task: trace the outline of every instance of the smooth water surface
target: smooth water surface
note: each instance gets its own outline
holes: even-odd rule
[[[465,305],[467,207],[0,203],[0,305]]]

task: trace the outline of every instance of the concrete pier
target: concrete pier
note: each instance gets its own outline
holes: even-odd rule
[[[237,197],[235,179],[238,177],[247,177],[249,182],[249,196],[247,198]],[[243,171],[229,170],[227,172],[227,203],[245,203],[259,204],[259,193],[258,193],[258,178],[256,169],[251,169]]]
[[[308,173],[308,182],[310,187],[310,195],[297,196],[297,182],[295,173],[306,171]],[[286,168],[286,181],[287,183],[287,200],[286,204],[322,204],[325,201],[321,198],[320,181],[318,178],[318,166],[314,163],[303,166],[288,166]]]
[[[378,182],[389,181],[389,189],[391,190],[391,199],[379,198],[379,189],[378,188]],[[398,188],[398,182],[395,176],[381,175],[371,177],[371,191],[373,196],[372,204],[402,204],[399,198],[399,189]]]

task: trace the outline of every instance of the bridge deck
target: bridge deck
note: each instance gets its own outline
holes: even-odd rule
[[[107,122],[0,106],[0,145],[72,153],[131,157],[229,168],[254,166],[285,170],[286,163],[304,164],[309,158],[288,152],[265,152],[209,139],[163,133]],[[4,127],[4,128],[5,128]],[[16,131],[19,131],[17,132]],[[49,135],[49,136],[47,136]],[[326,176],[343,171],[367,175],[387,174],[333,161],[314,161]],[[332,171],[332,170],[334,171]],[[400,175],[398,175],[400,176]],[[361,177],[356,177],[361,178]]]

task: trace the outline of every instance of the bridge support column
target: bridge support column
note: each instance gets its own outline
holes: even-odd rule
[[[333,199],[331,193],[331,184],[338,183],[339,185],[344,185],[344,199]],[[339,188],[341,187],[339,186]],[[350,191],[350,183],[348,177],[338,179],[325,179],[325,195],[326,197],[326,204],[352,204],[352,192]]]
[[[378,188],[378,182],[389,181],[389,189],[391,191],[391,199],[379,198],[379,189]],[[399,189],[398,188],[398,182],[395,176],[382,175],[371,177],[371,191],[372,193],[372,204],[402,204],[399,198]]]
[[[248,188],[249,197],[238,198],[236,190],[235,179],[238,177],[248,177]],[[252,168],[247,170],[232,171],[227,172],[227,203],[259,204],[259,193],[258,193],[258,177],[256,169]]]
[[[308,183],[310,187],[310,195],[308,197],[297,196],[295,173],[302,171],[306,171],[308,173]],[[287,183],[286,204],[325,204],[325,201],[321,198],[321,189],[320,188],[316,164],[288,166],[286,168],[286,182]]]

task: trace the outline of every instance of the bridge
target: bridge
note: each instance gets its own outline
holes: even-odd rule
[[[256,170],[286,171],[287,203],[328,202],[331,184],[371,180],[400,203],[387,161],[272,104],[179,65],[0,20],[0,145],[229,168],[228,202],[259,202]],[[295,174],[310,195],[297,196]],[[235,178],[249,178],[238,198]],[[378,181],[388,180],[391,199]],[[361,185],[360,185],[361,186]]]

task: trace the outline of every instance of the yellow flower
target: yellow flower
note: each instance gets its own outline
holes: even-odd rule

**O QUE FAZER:** Reproduza integralmente as linhas da listagem situadas entre o início e a linha que contém "[[[465,305],[467,207],[0,203],[0,305]]]", inclusive, redimensionando as coordenadas das respostas: multiplique cada uma por 0,2 e arredonde para o inteiro mais próximo, com as metades arredondadas para cima. Todo o restante dessas linhas deve permanecer inalterado.

**RESPOSTA COMPLETA:**
task: trace the outline of every instance of the smooth water surface
target: smooth water surface
note: each instance gets its own outline
holes: even-odd rule
[[[93,61],[93,41],[0,41],[0,61]]]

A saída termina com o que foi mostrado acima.